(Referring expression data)
Start of Block

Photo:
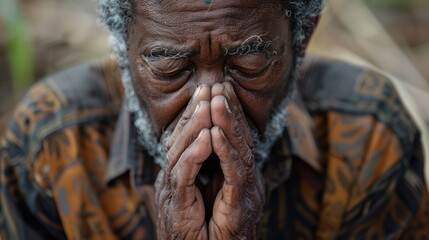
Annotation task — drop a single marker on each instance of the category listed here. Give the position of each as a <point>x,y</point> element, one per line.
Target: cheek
<point>258,105</point>
<point>164,108</point>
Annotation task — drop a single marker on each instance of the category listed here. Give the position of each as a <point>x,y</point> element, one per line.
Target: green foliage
<point>18,45</point>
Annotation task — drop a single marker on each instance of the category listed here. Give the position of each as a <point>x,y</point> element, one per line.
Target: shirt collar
<point>127,154</point>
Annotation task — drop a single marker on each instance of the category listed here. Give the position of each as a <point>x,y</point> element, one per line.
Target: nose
<point>210,75</point>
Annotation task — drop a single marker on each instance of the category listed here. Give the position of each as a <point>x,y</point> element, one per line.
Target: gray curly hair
<point>115,15</point>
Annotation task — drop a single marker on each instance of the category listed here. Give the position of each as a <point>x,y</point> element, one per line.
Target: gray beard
<point>147,137</point>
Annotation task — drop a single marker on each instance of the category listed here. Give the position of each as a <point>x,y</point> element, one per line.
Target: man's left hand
<point>238,205</point>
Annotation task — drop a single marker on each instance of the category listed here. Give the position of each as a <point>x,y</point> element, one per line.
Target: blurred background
<point>38,37</point>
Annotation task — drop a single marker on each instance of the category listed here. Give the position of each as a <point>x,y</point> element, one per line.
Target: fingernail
<point>196,109</point>
<point>197,92</point>
<point>227,106</point>
<point>200,134</point>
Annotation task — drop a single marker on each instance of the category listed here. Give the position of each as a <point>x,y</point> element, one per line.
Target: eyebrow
<point>158,53</point>
<point>248,47</point>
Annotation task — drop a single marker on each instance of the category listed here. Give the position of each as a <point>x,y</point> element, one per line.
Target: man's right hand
<point>179,202</point>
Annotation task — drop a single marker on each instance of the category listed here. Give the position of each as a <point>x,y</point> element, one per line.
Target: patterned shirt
<point>349,165</point>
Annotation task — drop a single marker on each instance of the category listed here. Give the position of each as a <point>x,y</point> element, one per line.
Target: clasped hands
<point>213,122</point>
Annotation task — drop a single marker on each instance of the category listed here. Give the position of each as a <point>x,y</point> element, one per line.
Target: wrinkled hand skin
<point>238,205</point>
<point>179,202</point>
<point>213,122</point>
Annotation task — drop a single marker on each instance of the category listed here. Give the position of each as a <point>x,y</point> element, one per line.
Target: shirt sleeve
<point>377,182</point>
<point>23,203</point>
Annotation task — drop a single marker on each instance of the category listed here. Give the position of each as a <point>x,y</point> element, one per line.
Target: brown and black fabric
<point>349,164</point>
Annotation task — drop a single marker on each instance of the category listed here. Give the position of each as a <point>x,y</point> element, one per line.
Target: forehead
<point>185,19</point>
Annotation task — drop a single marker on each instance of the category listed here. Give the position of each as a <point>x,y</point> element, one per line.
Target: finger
<point>233,125</point>
<point>233,170</point>
<point>236,110</point>
<point>202,93</point>
<point>217,90</point>
<point>184,173</point>
<point>198,121</point>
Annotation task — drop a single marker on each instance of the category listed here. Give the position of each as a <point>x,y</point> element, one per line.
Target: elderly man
<point>221,131</point>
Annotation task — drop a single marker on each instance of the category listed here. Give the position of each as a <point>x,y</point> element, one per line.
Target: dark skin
<point>190,79</point>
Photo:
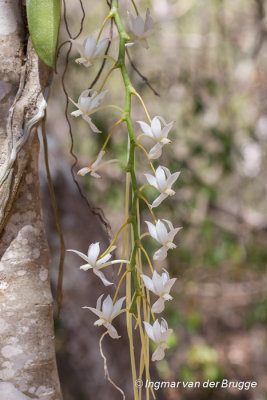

End of Block

Each entry above must be restated word for word; the pictures stay out of the copy.

Photo:
Annotation task — drop a single marker on each instance of the category listed here. Give the position of each as a <point>x,y</point> element, one per line.
Target: cheek
<point>258,105</point>
<point>164,108</point>
Annotation task — drop a single marker on each instance of the category listed here. Give the position of each as a <point>x,y</point> element, one per line.
Target: green foliage
<point>18,45</point>
Annotation task — drop a single marker on each instance of the category listed here. Give the position of each as a <point>x,y</point> element, one per line.
Target: shirt collar
<point>127,154</point>
Annotation task — drop a single marker on each instance of the category listed here. Give the position of each as a <point>x,y</point> element, one per line.
Target: nose
<point>210,75</point>
Annotation task — drop a single marker on each instance of the category listed here. Give the position of each as a <point>x,y</point> element, one per line.
Target: gray curly hair
<point>115,15</point>
Annotation task — drop a single marker on each instance of the category listed here. Give the position of each as a <point>x,y</point> element, one per line.
Target: gray beard
<point>147,137</point>
Annotation task — drop a single marker on each instance of the category listed here. Give the position of each as a <point>x,y</point> element, one per line.
Target: man's left hand
<point>238,205</point>
Annotation task — drop a single marker on each instance of the category listed here. Give the position of each as a <point>x,y</point> element, one per line.
Target: blurred background
<point>38,37</point>
Annotation task — drop a single marker on each instance of the category listed here. Give the position of each as a <point>x,y</point> element, one per line.
Target: fingernail
<point>196,109</point>
<point>197,92</point>
<point>227,106</point>
<point>200,134</point>
Annotation task — drop a single marker on each instance of the category listed here. Give the position of each as a <point>x,y</point> element, one per line.
Target: eyebrow
<point>158,53</point>
<point>248,47</point>
Annotation task — drop a single marker on each instance of the category listed here. Give the position of each as a <point>x,y</point> element, one per line.
Target: man's right hand
<point>179,202</point>
Annotation task — drop a single marker on each instance of the category listed here. Give the position of each as a <point>x,y</point> element, one per line.
Target: patterned shirt
<point>349,165</point>
Annotation task — drop a single marker on each instance of the category listed here. Give the position of each as a <point>x,y</point> element, one per line.
Target: clasped hands
<point>213,122</point>
Annotation task — drop a single marker on each instance of the category listed here. Give the position of each as a <point>x,y</point> element, one per line.
Target: wrinkled hand skin
<point>238,205</point>
<point>179,202</point>
<point>213,122</point>
Annotation task — drop a single marker on each instance of the category listed here. Give the position of each as a <point>x,y</point> element, one per line.
Target: shirt sleeve
<point>377,182</point>
<point>23,203</point>
Annotation task — drop a single marker on each instance of the category listed here. Give the position of each as a <point>x,y</point> element, one per line.
Target: brown and black fabric
<point>349,164</point>
Annotation task — drop a single marker on each instance of the category listed here. Give the position of each as a <point>x,y</point> element, one per line.
Target: forehead
<point>185,19</point>
Annotation task — drop a single marker on each instance of the category listed here. Give the position of each as a <point>x,y</point> element, one per line.
Target: finger
<point>233,125</point>
<point>233,170</point>
<point>236,110</point>
<point>202,93</point>
<point>217,90</point>
<point>184,173</point>
<point>198,121</point>
Annotation task — drop a single marker on each instance of the category listed here. Give the position of each as a <point>x,y</point> element, one per line.
Target: elderly man
<point>221,131</point>
Annotation task — drop a single marker on each instance of the category listed here. Give the position of each as a <point>x,y</point> element, one per line.
Target: dark skin
<point>190,79</point>
Photo:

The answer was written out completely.